DATA FOR PROCESSING -
......
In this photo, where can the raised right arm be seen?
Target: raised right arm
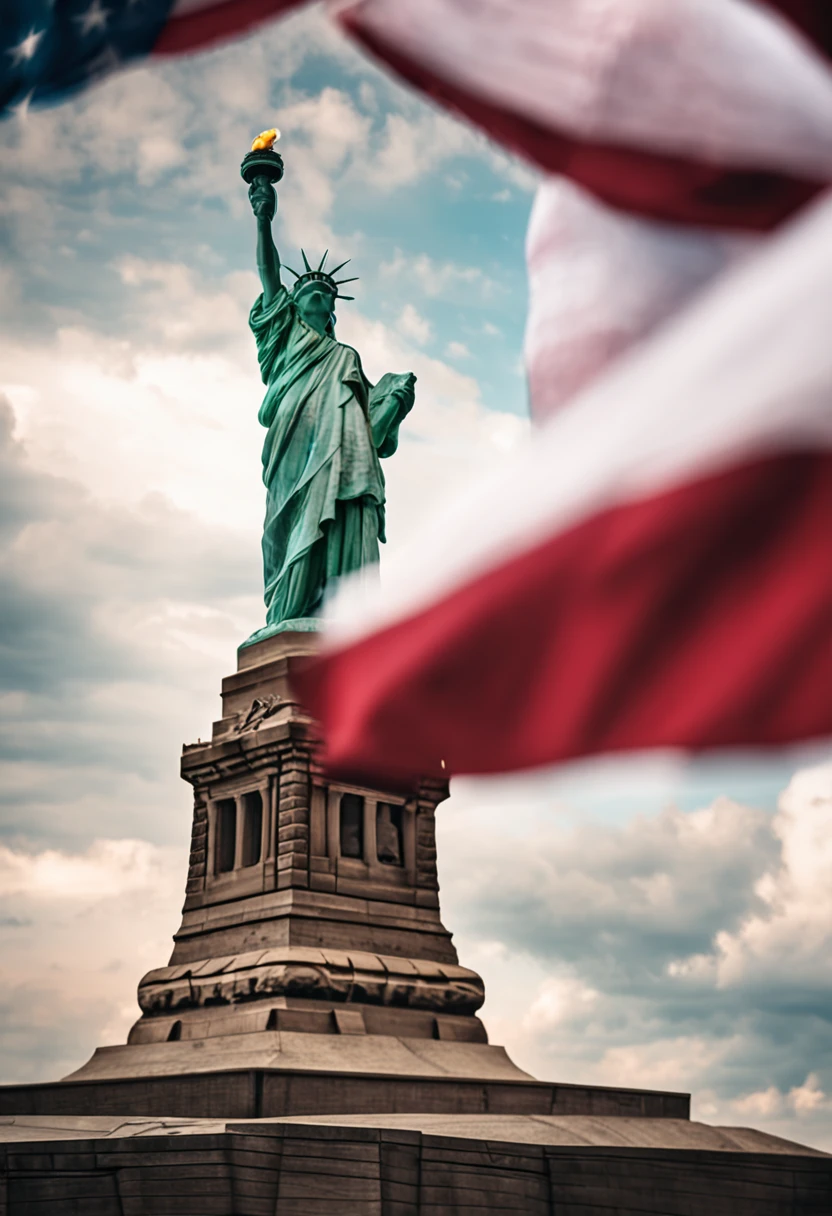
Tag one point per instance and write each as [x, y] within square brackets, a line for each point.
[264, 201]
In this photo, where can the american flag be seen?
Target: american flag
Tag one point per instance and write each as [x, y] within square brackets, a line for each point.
......
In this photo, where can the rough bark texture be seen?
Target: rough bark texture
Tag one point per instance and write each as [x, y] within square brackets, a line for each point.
......
PROBLEM REQUIREMENTS -
Please copy out each line of the material that contains the string "right".

RESPONSE -
In this photo, where can the raised right arm be seen?
Target: raised right arm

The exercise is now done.